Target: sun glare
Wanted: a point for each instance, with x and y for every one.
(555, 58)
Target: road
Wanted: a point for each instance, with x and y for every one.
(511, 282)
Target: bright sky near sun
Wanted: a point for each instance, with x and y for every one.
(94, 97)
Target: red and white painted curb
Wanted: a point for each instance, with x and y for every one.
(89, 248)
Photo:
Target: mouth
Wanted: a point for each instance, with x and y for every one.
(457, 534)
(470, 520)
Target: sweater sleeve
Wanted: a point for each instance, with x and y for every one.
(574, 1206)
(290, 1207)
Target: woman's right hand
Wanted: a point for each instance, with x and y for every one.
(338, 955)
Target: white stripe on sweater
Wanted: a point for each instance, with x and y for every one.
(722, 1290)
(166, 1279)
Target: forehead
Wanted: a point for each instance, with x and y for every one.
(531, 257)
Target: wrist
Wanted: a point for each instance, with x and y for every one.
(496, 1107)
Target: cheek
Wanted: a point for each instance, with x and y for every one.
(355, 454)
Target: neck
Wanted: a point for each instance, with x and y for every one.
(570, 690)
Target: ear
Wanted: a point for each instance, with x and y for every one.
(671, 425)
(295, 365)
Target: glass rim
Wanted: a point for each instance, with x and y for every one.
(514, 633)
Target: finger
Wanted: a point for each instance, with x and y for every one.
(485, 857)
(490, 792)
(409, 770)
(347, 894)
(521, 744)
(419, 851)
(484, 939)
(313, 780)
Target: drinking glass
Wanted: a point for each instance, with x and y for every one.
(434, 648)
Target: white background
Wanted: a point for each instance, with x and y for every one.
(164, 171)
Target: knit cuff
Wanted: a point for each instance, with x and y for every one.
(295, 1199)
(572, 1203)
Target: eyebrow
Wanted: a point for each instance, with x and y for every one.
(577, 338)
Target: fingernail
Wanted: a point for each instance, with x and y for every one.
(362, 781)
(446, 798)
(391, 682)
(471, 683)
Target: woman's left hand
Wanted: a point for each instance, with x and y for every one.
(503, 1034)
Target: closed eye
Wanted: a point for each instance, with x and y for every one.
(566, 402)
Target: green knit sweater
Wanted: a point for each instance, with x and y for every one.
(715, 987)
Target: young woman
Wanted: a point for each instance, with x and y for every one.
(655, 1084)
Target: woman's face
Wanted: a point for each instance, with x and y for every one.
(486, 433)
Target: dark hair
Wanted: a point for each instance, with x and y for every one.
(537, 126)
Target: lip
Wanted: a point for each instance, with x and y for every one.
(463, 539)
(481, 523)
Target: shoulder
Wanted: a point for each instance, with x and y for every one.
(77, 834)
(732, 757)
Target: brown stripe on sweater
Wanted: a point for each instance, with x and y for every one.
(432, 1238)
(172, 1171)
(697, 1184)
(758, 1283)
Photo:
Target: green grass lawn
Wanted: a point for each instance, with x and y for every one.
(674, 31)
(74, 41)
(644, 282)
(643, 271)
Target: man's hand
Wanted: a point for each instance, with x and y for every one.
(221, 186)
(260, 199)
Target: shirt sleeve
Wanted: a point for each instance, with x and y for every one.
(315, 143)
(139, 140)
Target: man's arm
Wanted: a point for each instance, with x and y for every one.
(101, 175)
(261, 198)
· · · ·
Aim of the task: Please output the entire listing exactly as it stands.

Solution to this task:
Target: sun glare
Wanted: a point for each instance, with x and y for every one.
(555, 58)
Target: road
Wanted: a point for each instance, with x and y for every one.
(511, 282)
Target: bright sky near sun
Wanted: a point for each instance, with x and y for every one.
(94, 97)
Target: red and white painted curb
Wanted: a point for each instance, with x and y for every one.
(89, 248)
Photo:
Target: mouth
Wanted: a point for each instance, with x and y for every one.
(457, 534)
(470, 520)
Target: sweater sleeve
Wanted: a point for each instance, with x and y for every one.
(574, 1206)
(290, 1207)
Target: woman's right hand
Wanted: a point for each instance, with x and y for every one.
(338, 955)
Target: white stripe on sweater
Wanted: a point for each instance, with x and y for every one.
(722, 1290)
(166, 1279)
Target: forehead
Wanted: a point for each instance, with x and y for every one.
(531, 257)
Target: wrist
Wanted: a point for each instance, with x and y for every one.
(496, 1107)
Target: cheek
Wanted: a point for each instance, with x and y for every one.
(355, 454)
Target: neck
Wanted: a point for each instance, with x and y for every one.
(570, 690)
Target: ear
Wanted: a point for each instance, with x and y for every one.
(671, 425)
(295, 365)
Target: glass rim
Wanted: a point for each instance, with x and y for every one.
(514, 633)
Target: finger
Wanted: a point for each instance, with x and y for every one.
(485, 857)
(490, 792)
(409, 770)
(347, 894)
(521, 744)
(419, 851)
(484, 939)
(313, 780)
Target: drinking glass
Wanted: a point for each instance, with x and y for every one.
(434, 648)
Target: white background
Wanted: a point for each instance, with x and y for every one.
(164, 171)
Target: knit cuff
Wanted: a point for each instance, with x and y for every one.
(295, 1199)
(572, 1203)
Target: eyebrow
Wanted: a point for each instance, with x and y for every one.
(577, 338)
Target: fingernail
Wanted: a point for each instance, with x and y for every one.
(362, 781)
(446, 798)
(391, 682)
(471, 683)
Target: woman's left hand
Wanted: a point for each instance, with x and y for every one.
(503, 1034)
Target: closed eye
Wanted: a point for each instance, with x and y for every one.
(566, 402)
Target: green knit sweater
Wanted: a point for each instance, with x and y for every one.
(715, 987)
Target: young woman
Wanted: a point for each instance, with x and y for every one.
(655, 1084)
Target: woman's face
Wanted: a point for each instance, with x and y for every one.
(486, 433)
Target: dark hair
Wanted: a point for each instance, with x and y for every one.
(537, 126)
Target: lip
Wanted: a point for each instance, with x and y for every one.
(463, 539)
(481, 523)
Target: shoulder
Wanted: a point for each instance, with x and y for every one.
(77, 834)
(732, 757)
Target: brown stripe on sweater
Wanted: a point for each instance, with x and y for every one.
(432, 1238)
(172, 1171)
(697, 1184)
(758, 1283)
Photo:
Target: green grass lawn
Wanted: a point for each instance, with x and y for every one.
(674, 31)
(74, 41)
(644, 282)
(643, 271)
Target: man's hand
Wanted: a point for each instance, with x and y for every one.
(221, 186)
(260, 199)
Target: shirt sleeve
Wanted: a point for each instance, with x and y for every one.
(315, 143)
(139, 140)
Target: man's arm
Wanted: a point for each instance, with x and y for every one.
(101, 175)
(261, 198)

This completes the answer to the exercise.